Answer these questions from the Domain Packs page:
(a) How many built-in YAML rulebooks does GoldenMatch include?
(b) Which pack extracts CUSIP and LEI fields?
(c) Which function call returns all the packs?

■ Document excerpt
========================================

Domain Packs
GoldenMatch includes 7 built-in YAML rulebooks that extract structured fields from unstructured product descriptions and other domain-specific text.
Built-in packs
| Pack | Domain | Extracted Fields |
|---|---|---|
electronics | Consumer electronics | brand, model, SKU, color, specs |
software | Software products | name, version, edition, platform |
healthcare | Medical records | NPI, CPT codes, drug names, dosages |
financial | Financial instruments | CUSIP, LEI, ticker, account numbers |
real_estate | Property listings | address, MLS number, lot size, year built |
people | Person records | name parts, phone, email, SSN pattern |
retail | General retail | brand, SKU, UPC, size, color |
Using domain packs
Auto-detection
import goldenmatch as gm
rulebooks = gm.discover_rulebooks() # Returns all 7 packs
print(list(rulebooks.keys()))

========================================

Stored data
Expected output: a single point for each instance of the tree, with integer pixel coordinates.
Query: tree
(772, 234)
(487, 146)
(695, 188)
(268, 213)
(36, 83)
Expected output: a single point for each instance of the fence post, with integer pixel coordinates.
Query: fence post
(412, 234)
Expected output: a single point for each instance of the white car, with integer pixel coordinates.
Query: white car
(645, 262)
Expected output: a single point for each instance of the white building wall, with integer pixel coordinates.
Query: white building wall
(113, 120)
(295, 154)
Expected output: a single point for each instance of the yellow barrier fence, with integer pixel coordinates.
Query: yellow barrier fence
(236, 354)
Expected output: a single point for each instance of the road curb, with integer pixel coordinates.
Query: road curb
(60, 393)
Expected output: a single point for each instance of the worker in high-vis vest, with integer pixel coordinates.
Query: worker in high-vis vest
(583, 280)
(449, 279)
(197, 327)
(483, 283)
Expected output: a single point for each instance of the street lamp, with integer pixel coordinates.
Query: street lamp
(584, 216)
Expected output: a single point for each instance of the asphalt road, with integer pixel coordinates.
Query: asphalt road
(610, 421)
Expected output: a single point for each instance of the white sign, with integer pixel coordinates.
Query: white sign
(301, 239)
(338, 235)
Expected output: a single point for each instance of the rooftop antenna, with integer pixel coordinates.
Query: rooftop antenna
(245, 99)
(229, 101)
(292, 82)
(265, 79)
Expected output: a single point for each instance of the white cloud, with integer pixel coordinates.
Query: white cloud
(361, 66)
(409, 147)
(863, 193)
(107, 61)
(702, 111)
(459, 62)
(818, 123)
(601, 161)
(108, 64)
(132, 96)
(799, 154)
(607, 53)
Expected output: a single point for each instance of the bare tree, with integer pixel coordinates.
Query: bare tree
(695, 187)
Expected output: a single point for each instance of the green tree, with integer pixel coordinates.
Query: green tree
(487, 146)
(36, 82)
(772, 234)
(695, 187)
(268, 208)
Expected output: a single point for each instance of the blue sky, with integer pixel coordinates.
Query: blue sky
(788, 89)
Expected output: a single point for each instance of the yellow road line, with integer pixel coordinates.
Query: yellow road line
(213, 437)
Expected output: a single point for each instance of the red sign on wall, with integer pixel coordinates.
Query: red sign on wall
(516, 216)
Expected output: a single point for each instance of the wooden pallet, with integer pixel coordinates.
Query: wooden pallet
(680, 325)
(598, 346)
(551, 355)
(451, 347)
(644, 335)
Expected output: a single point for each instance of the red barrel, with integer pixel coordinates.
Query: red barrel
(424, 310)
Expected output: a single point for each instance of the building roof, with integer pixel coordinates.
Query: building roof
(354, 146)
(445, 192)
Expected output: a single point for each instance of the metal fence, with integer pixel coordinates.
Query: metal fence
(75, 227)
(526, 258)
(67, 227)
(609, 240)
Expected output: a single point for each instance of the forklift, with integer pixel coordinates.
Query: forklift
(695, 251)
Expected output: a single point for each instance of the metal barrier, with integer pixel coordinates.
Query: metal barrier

========================================

■ Response for this exercise
(a) 7
(b) financial
(c) gm.discover_rulebooks()